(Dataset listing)

========================================

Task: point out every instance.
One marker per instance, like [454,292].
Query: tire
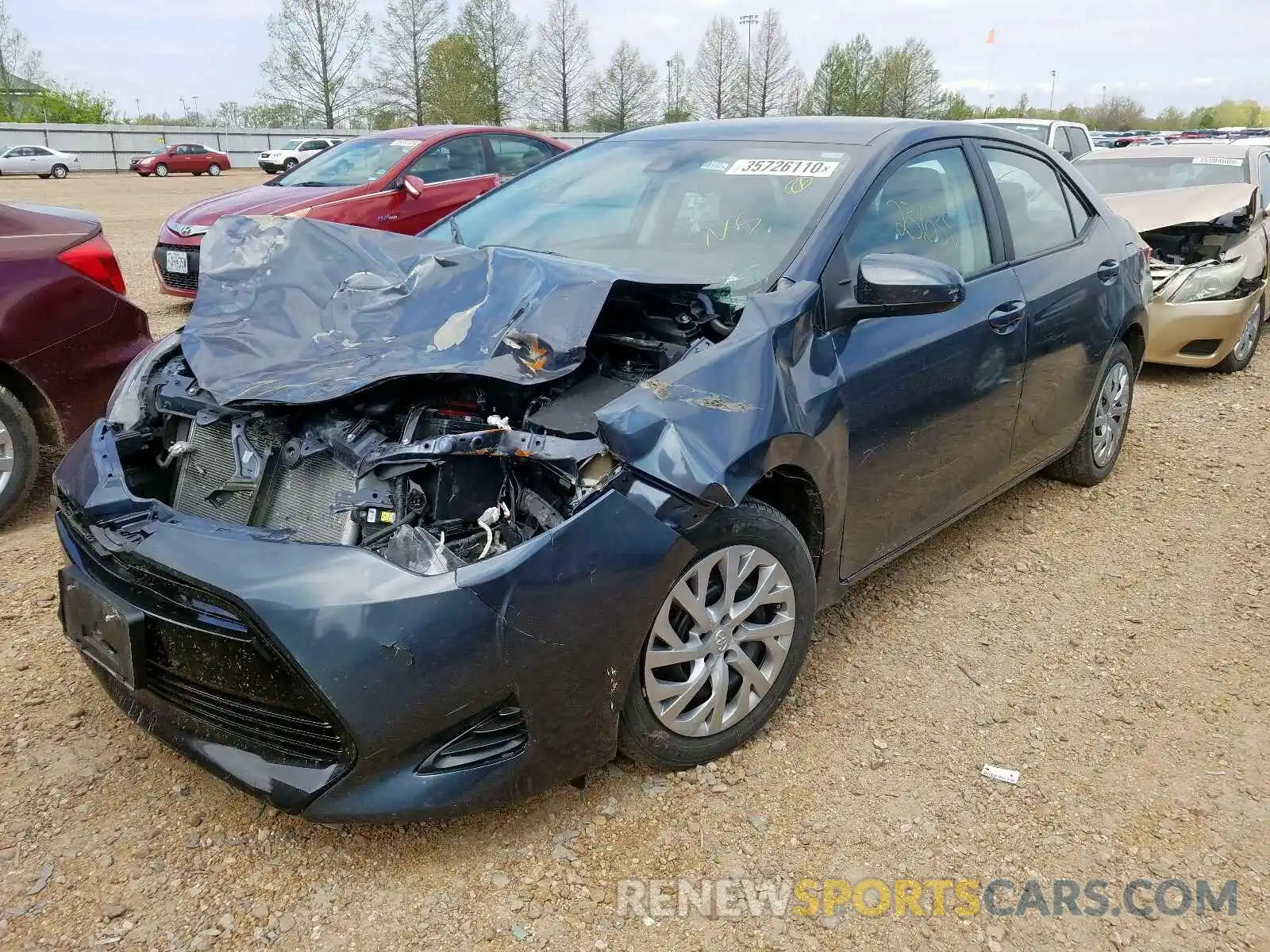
[1241,355]
[645,734]
[19,455]
[1092,457]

========================================

## WRITTEN EXERCISE
Scale the listing above by rewriting all of its lines, requests included, and multiplying every coordinate in the answers by 2.5, rounding to whole numbers with halves rounded up; leave the requests and their format samples unchanged. Omit the pictures from your response.

## WRITTEN REPLY
Task: point out every instance.
One marker per instance, like [454,292].
Query: tire
[3103,888]
[1613,1835]
[48,1138]
[2730,1143]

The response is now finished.